* _WHAT YOU HAVE TO DO_: Reproduce the full listing that appears beneath this instruction exactly.

[Lines of data]
— Start —
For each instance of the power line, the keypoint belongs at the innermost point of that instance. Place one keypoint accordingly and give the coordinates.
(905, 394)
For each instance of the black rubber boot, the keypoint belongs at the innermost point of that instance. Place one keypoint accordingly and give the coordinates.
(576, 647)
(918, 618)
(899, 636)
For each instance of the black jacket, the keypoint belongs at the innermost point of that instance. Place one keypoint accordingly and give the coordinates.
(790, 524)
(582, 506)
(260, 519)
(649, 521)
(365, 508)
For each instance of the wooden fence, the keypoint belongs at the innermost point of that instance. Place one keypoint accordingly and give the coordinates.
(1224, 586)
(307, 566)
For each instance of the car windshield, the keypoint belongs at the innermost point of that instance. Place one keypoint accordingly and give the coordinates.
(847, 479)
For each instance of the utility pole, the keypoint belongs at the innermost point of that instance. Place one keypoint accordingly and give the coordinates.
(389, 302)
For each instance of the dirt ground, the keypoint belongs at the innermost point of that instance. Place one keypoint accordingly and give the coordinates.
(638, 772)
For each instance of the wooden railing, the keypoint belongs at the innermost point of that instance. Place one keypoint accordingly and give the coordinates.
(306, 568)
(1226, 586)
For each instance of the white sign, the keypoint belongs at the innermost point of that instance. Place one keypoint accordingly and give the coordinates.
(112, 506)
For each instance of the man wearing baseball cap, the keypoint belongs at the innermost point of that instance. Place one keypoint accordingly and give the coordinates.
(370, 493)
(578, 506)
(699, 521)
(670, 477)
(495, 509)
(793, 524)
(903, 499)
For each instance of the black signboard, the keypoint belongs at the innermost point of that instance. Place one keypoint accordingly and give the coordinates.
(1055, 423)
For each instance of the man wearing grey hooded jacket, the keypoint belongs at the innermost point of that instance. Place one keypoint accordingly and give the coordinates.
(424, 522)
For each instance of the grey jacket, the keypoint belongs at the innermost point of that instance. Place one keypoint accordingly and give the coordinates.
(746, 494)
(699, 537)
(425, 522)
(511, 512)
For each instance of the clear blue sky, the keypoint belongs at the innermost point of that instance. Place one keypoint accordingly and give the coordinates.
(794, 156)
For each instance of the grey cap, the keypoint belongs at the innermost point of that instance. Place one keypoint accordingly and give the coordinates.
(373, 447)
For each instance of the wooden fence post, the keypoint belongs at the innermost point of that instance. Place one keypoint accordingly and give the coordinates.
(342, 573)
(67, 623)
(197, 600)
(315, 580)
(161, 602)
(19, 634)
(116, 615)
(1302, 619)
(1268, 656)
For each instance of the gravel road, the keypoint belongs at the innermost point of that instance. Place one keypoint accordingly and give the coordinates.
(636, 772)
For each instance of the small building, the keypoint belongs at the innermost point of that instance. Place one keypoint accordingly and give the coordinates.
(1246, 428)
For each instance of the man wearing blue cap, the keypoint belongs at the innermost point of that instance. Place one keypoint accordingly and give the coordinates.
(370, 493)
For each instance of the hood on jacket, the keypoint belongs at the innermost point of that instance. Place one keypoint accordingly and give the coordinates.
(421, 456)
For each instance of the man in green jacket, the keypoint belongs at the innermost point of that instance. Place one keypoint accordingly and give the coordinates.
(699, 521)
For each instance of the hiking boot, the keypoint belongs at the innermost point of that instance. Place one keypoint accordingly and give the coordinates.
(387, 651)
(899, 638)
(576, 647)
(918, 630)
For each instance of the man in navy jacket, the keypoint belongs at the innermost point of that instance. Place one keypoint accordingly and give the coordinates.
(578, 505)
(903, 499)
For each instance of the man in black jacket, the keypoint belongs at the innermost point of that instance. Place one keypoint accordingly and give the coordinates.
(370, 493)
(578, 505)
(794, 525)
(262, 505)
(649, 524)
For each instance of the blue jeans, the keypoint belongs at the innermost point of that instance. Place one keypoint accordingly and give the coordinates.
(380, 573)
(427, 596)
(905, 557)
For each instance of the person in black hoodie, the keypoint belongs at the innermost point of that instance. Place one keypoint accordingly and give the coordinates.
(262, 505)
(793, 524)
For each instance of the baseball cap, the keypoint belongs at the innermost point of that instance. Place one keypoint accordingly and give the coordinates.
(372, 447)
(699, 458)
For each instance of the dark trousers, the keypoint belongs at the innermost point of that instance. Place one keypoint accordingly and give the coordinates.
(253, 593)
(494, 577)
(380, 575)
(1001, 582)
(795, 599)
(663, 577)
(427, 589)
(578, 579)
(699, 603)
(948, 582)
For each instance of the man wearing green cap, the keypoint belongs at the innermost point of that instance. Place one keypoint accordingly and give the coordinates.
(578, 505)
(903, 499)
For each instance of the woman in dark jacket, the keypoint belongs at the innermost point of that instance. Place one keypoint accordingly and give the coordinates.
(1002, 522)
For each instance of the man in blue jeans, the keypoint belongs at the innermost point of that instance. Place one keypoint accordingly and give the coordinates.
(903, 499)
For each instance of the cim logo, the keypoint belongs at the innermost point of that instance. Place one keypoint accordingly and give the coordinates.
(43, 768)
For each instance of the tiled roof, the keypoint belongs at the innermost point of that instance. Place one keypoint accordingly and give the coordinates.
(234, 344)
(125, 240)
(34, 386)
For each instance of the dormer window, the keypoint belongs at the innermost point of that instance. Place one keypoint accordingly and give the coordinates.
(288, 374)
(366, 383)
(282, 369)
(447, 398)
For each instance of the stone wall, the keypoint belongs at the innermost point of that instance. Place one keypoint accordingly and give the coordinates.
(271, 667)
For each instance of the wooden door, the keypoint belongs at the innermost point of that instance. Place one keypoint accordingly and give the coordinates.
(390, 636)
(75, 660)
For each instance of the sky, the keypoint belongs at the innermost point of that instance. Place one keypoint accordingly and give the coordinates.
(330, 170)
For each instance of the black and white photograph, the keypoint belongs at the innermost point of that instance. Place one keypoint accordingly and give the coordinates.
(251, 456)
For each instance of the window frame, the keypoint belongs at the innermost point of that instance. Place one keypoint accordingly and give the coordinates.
— End —
* _EXPECTED ANSWER_:
For each instance of the power line, the keypoint belongs at the innermost point of that instance. Place one keypoint accordingly and give the coordinates.
(905, 394)
For each instance of the black rubber boot, the keypoint belongs at the innermost point of that instance. Place one keypoint accordingly and give the coordinates.
(576, 647)
(918, 618)
(899, 636)
For each instance of the black jacket, the keypoint belongs at the innermost point of that instance. Place one keypoint accordingly and give the coordinates.
(790, 524)
(582, 506)
(260, 519)
(649, 521)
(365, 508)
For each instance of the wooden fence, the keypoint belongs at the innermost point of that instance. Place one keypoint accordingly and give the coordinates.
(1224, 586)
(307, 566)
For each instance of the car windshield, the keypoint belongs at the innermost point of that instance. Place one keypoint accordingly and give the coordinates.
(847, 479)
For each instance of the utility pole, the keypoint belongs at the innermost point of that instance. Place one keypoint accordingly and give the coordinates.
(389, 302)
For each instance of the dirt ground, the keypoint belongs at the innermost point of that instance. Place one keypoint accordingly and give the coordinates.
(638, 772)
For each instance of the wooden railing, the keypoint belongs at the innermost point of that instance. Place one keypoint accordingly and give the coordinates.
(306, 568)
(1226, 586)
For each instance of the white sign, the keypoint belongs at the innermost point of that instance. Place one keypoint accordingly and give the coordinates.
(112, 506)
For each instance of the man wearing baseball cap, the keypoint belongs at the innermost point of that instance. Place one keypoint accordingly and give the coordinates.
(370, 493)
(578, 506)
(699, 521)
(670, 477)
(495, 509)
(793, 524)
(903, 499)
For each instance of the black signboard, the keypoint belongs at the innermost point of that instance. Place one keypoint accordingly and give the coordinates.
(1055, 423)
For each instance of the man wearing grey hooded jacket, the keypoint belongs at the innermost point of that instance. Place one keypoint accordingly and give the coordinates.
(424, 522)
For each instance of the grey jacket, the keypoint belongs at the innermost point of that instance. Place one keypoint accordingly and give the coordinates.
(746, 494)
(699, 537)
(425, 522)
(511, 512)
For each instance of the clear blue sky, the keypoint belongs at the innermost point of that instance. Place one keypoint accordingly and give the coordinates.
(794, 156)
For each instance of the grey cap, the keypoint belongs at the innermost point of that instance. Place one keypoint accordingly and give the coordinates.
(373, 447)
For each instance of the wooden fence post, the keypoint belongs at the innermost point of that instance. Place one keypoint accordingly and give the coordinates.
(342, 573)
(67, 623)
(197, 600)
(315, 580)
(161, 602)
(19, 634)
(116, 615)
(1302, 619)
(1268, 656)
For each instance of the gravel road, the keypoint belongs at the innermost point of that instance. Place one keypoint accordingly and give the coordinates.
(636, 772)
For each instance of the small building, the keypoint belongs at the innermost point of that instance. Place one keypoint accordingly and give the coordinates.
(1246, 428)
For each instance of the man wearing blue cap, the keypoint belongs at the innermost point of that instance. Place one keypoint accordingly and give the coordinates.
(370, 493)
For each instance of the hood on jacket, the keypoint belongs at the innermost point of that instance. Place one keypoint accordingly and give the coordinates.
(421, 456)
For each instance of the man in green jacket, the keypoint belongs at the innermost point of that instance. Place one keypoint accordingly and give the coordinates.
(699, 521)
For each instance of the hiking boot, the keypoint belongs at the innermost point of that instance. Place one keypoint accordingly and give the coordinates.
(387, 651)
(899, 638)
(576, 647)
(918, 630)
For each instance of the man in navy jacket, the keypoint belongs at the innermost point of that instance. Place one keypoint accordingly and give the coordinates.
(578, 505)
(903, 499)
For each instance of the man in black jacket, the keypoint belongs at the innermost point of that instance. Place one keypoint accordingly and give the coordinates.
(370, 493)
(578, 505)
(794, 525)
(262, 505)
(649, 524)
For each instance of the blue jeans, the keypoint belongs at the innermost point of that instance. Place one keypoint accordingly and give the coordinates.
(380, 573)
(427, 596)
(905, 557)
For each instance of the person in black hoodie, the keypoint belongs at the innermost point of that instance. Place one keypoint accordingly and give the coordinates.
(262, 505)
(793, 524)
For each instance of the baseball cap, the keypoint belongs at the innermost point of that instance. Place one keypoint accordingly and give the coordinates.
(372, 447)
(699, 458)
For each instance of the dark trousers, the keypoint belongs at the innermost point of that instance. Place one keypoint accordingly and give the coordinates.
(253, 593)
(494, 577)
(380, 575)
(1001, 582)
(795, 599)
(663, 577)
(427, 589)
(578, 579)
(699, 603)
(948, 582)
For each instance of the man wearing green cap, the keypoint belongs at the innermost point of that instance. Place one keypoint accordingly and give the coordinates.
(578, 505)
(903, 499)
For each instance of the woman in dark jacket, the keypoint belongs at the innermost point of that instance. Place one keypoint accordingly and give the coordinates.
(1002, 522)
For each instance of the man in blue jeans, the keypoint belongs at the innermost point of that instance. Place one keypoint accordingly and give the coordinates.
(903, 499)
For each instance of the cim logo, the keypoint belongs at the innermost point of that instance. Place one keypoint accordingly and give the coordinates.
(43, 768)
For each instance of the tiled roof, the keypoint belongs at the innermost point of that instance. Place one keypoint accordingly and give the coordinates.
(234, 344)
(125, 240)
(34, 386)
For each instance of the dormer window, the keypoint belongs at the innermost point of that instance. Place one keypoint accordingly and give the coordinates.
(288, 374)
(366, 383)
(282, 369)
(447, 398)
For each instance of the stone wall, the keypoint belongs at the innermost point of that instance. Place one keypoint accordingly and give the coordinates.
(271, 667)
For each instance of the wooden door, the keypoint belongs at the innermost point of that instance. Place one keypoint accordingly and give the coordinates.
(390, 636)
(75, 660)
For each instance of the sky, the keypoint belongs at the innermost point of that instance. Place one keypoint accordingly and give the coordinates.
(330, 170)
For each instance of the black and white photograph, the keypoint belongs at the innermost point of that instance. Place one keypoint accordingly and give the coordinates.
(251, 456)
For each instance of the window frame, the keypoint belongs at the innermost point of that instance. Place one keypoint accordingly and give the coordinates.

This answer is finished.